TASK BRIEF » Return each line of the items below that contains the string "water". Case counts, so a line matches only if the letters have the same capitalization.

EXTRACTED INFORMATION »
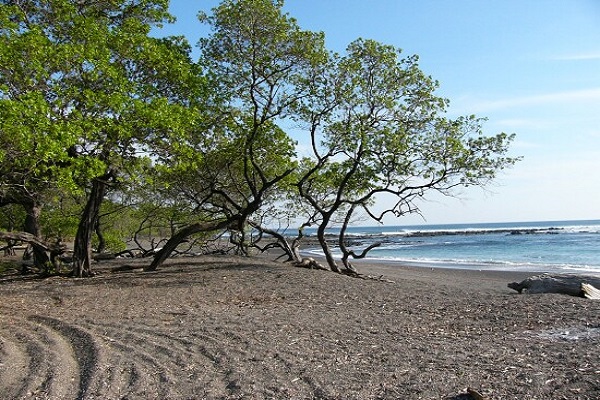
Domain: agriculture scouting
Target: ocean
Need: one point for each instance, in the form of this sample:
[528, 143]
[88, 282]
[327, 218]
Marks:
[548, 246]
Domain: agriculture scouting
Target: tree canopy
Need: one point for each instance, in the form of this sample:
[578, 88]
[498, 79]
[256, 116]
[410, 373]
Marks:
[91, 104]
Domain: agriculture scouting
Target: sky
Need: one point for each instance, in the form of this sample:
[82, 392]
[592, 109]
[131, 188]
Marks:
[530, 67]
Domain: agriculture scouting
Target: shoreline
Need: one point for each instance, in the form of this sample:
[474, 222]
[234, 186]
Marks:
[225, 327]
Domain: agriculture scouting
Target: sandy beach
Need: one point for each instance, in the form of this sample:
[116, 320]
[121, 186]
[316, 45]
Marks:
[236, 328]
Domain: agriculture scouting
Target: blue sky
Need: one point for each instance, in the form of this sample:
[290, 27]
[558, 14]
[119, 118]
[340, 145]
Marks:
[532, 67]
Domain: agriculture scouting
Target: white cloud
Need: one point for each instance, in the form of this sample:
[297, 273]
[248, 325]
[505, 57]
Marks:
[573, 96]
[578, 57]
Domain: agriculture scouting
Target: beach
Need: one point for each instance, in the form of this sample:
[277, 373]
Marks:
[224, 327]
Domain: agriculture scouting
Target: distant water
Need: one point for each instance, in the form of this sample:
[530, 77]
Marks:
[551, 246]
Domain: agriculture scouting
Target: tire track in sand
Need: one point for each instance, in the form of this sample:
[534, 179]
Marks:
[44, 358]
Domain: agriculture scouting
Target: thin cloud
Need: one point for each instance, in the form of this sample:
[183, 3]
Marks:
[578, 57]
[574, 96]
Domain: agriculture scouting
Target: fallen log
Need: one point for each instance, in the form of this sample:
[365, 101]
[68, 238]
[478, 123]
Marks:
[556, 283]
[590, 292]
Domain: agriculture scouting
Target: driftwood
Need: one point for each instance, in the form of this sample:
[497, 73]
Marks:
[572, 285]
[590, 292]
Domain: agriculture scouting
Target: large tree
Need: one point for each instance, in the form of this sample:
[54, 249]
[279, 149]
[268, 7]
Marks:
[377, 129]
[94, 90]
[256, 58]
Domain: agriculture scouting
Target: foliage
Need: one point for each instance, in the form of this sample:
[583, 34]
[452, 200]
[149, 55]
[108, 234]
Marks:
[94, 108]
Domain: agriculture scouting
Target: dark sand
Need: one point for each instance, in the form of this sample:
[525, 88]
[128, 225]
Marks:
[232, 328]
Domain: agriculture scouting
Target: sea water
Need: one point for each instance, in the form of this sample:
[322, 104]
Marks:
[551, 246]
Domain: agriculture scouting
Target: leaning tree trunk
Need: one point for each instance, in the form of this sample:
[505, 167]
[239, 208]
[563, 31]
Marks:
[32, 226]
[180, 236]
[100, 236]
[82, 252]
[326, 249]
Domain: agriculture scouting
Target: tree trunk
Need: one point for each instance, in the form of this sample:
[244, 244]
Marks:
[101, 240]
[82, 253]
[180, 236]
[547, 283]
[326, 250]
[32, 225]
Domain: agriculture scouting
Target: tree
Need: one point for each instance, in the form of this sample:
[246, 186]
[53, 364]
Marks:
[377, 128]
[256, 58]
[95, 90]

THE OUTPUT »
Target: distant water
Target: sea water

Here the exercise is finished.